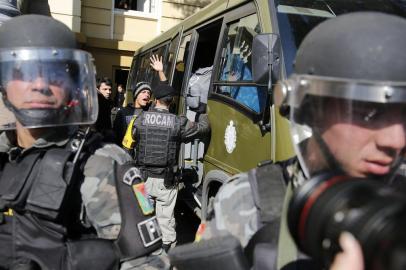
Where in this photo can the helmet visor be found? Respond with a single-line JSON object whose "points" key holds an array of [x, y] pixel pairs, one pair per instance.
{"points": [[42, 88], [358, 136]]}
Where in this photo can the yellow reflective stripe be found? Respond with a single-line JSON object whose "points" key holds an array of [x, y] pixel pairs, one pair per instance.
{"points": [[9, 212], [128, 140]]}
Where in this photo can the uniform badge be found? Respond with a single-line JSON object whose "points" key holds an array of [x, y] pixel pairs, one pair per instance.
{"points": [[143, 202]]}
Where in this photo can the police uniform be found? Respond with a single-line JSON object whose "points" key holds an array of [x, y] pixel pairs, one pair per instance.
{"points": [[67, 200], [53, 229], [253, 206], [158, 134], [245, 219]]}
__________
INSTRUÇÃO → Copie sem nenhuma alteração as linhas que vão da linha com "Where in this photo can the uniform" até o final dos registros, incluindo a primeira e a última.

RESPOSTA ESCRITA →
Where in this photo can the uniform badge be found? Respond with a single-line JSON object whose "points" key holds an array of [x, y] pixel pairs, one pair per instance.
{"points": [[143, 202]]}
Where in this photo can the police uniform be found? Respond with a single-line JSON object whose "points" key holds an array of [x, y] pixel pairs, one pair per instance.
{"points": [[67, 200], [53, 229], [253, 206], [158, 134], [245, 219]]}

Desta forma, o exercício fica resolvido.